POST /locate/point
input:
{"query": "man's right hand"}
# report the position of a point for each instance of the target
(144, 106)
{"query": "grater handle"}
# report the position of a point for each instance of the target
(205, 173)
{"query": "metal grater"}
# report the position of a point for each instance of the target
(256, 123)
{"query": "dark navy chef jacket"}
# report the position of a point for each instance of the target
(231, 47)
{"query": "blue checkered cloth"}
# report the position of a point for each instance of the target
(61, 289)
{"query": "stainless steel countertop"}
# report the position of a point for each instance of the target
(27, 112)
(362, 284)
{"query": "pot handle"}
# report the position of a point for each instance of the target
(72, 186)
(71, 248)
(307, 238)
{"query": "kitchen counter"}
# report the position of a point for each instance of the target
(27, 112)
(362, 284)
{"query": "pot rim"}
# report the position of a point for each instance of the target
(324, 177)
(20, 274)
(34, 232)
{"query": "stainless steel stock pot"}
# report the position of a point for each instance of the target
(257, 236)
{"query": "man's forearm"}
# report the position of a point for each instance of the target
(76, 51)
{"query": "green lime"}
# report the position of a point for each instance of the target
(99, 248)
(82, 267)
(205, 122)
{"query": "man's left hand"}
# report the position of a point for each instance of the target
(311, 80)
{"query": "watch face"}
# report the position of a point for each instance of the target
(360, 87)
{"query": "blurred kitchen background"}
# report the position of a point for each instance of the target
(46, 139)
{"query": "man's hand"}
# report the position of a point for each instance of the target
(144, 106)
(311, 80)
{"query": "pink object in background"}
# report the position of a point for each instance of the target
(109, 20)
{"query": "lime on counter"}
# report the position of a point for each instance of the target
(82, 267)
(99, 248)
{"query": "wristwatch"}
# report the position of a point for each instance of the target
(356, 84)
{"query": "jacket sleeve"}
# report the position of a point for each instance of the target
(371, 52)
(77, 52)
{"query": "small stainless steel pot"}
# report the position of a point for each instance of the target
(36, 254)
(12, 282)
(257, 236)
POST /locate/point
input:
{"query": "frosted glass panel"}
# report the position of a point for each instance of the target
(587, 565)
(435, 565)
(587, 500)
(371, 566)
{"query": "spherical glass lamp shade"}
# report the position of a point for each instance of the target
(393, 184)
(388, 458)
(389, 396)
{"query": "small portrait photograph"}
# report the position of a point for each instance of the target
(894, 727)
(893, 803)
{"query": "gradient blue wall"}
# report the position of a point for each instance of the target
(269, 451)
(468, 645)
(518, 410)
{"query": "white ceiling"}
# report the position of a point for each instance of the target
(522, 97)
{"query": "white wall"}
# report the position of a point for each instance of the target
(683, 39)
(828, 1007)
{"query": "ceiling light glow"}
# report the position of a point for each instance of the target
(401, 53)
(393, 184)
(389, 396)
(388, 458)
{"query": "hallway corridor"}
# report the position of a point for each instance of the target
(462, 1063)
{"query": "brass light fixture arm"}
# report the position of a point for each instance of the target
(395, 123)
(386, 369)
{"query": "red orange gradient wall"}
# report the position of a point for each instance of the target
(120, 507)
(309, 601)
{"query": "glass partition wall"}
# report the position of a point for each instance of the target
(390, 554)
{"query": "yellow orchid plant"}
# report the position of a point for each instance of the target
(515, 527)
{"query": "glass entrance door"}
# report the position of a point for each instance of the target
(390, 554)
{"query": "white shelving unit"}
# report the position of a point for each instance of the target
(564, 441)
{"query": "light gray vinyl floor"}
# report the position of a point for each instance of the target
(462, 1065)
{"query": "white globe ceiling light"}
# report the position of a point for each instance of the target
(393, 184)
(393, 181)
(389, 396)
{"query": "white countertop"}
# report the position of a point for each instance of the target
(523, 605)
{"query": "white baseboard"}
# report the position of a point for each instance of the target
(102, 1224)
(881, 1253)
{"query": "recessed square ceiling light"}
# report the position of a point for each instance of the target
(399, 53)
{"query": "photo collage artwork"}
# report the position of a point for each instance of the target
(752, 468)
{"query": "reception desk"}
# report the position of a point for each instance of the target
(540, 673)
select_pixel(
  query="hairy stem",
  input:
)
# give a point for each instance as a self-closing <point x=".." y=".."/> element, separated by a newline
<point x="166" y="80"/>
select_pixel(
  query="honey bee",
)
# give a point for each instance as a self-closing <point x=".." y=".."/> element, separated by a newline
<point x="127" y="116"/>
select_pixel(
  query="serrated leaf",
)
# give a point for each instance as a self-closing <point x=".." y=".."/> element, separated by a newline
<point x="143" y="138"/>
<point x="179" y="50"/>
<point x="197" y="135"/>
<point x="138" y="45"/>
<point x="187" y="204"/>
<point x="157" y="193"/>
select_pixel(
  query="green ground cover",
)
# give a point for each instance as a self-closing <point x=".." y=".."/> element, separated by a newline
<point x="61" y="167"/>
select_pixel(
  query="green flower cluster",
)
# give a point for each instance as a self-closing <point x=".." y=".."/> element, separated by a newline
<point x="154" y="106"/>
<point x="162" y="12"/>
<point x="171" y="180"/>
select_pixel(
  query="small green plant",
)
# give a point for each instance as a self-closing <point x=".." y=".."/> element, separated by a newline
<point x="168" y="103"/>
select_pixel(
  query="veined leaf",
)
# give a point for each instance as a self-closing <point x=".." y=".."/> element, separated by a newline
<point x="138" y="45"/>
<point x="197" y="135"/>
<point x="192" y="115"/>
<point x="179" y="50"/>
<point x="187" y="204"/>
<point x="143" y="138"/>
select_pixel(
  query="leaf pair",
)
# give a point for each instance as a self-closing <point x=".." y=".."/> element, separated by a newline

_Directions for this task_
Check each line of the records for the string "blue" and copy those that have it.

_Result of this task_
{"query": "blue checkered cloth"}
{"query": "gradient blue wall"}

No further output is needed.